WHAT IS REQUIRED :: Reproduce the listing below from the line with "Indicate every instance of the person crouching" through the end of the listing, requests included. Multiply every pixel coordinate in the answers by 1.3, round to whole numbers with halves going up, and leave the pictures out.

Pointing records:
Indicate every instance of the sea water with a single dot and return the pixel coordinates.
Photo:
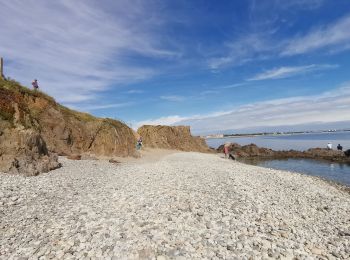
(287, 142)
(339, 172)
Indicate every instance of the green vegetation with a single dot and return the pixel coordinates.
(16, 87)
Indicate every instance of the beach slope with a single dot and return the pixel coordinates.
(182, 206)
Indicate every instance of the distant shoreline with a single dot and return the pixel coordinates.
(274, 134)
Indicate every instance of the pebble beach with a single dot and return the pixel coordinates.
(182, 206)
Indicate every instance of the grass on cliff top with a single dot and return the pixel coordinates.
(16, 87)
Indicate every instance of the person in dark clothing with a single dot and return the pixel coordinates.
(347, 153)
(35, 84)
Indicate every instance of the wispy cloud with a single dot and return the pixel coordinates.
(135, 91)
(242, 50)
(77, 48)
(253, 46)
(173, 98)
(332, 35)
(285, 72)
(331, 106)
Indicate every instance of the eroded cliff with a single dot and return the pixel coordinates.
(62, 130)
(171, 137)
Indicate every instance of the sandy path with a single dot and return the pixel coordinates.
(183, 206)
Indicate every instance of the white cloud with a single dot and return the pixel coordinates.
(173, 98)
(331, 106)
(77, 48)
(252, 46)
(135, 91)
(242, 50)
(167, 120)
(88, 108)
(334, 35)
(285, 72)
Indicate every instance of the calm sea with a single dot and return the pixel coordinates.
(339, 172)
(287, 142)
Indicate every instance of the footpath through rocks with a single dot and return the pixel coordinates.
(184, 206)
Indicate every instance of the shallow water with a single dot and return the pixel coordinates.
(286, 142)
(339, 172)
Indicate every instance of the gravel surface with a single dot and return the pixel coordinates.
(185, 206)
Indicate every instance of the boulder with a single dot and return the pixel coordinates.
(24, 152)
(74, 157)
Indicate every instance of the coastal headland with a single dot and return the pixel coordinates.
(181, 206)
(96, 197)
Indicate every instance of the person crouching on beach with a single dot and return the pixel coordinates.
(139, 144)
(226, 152)
(35, 84)
(329, 146)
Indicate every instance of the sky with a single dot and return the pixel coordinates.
(218, 66)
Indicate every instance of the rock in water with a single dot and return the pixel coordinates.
(25, 152)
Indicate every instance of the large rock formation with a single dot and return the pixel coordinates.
(62, 130)
(25, 152)
(253, 151)
(171, 137)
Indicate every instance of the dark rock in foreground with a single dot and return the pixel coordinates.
(253, 151)
(24, 152)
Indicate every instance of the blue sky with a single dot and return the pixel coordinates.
(214, 65)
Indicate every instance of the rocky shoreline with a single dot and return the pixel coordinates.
(253, 151)
(184, 206)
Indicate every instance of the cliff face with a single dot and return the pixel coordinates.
(63, 131)
(171, 137)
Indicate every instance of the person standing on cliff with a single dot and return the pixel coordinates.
(139, 143)
(35, 84)
(226, 152)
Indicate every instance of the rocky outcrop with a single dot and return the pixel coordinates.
(171, 137)
(24, 152)
(63, 131)
(253, 151)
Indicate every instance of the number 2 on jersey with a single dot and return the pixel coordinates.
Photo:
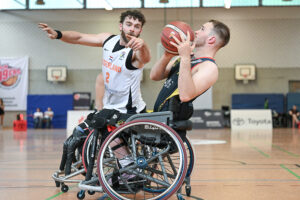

OUTPUT OF THE TASK ::
Indicate every instance of the person crouching on beach with a single dot and return the pixel coordinates.
(181, 187)
(294, 198)
(46, 109)
(428, 190)
Indicate every instance of the sky with a single dot and return the pixel coordinates.
(283, 86)
Indicate every instance of the rock in water with a single dot and return the pixel coordinates.
(33, 198)
Indicate every instance of the large rock formation with a single dot and return the pixel coordinates.
(81, 169)
(33, 198)
(329, 196)
(222, 178)
Indicate every instance of the dark rock in foreground with a single dot and return the pixel coordinates.
(329, 196)
(31, 198)
Indicate every instance of the blue sky with a single dot and return the pixel coordinates.
(278, 85)
Indicate every instance of the rocky shoreline with a single dot and return the pixel coordinates.
(329, 196)
(239, 268)
Indicate every instance of the cliff face with a single dot and return the pixel coordinates.
(82, 170)
(222, 178)
Indicate every instance of the person standing on cliff with a single dot and return the pixel coordinates.
(181, 186)
(46, 109)
(294, 198)
Indicate every instance of the rocky outcrop with a single dot and return the pixel coordinates.
(222, 178)
(31, 198)
(82, 170)
(329, 196)
Indicate every instance of the number 2 on jersey with a single dot and return the pixel coordinates.
Photo:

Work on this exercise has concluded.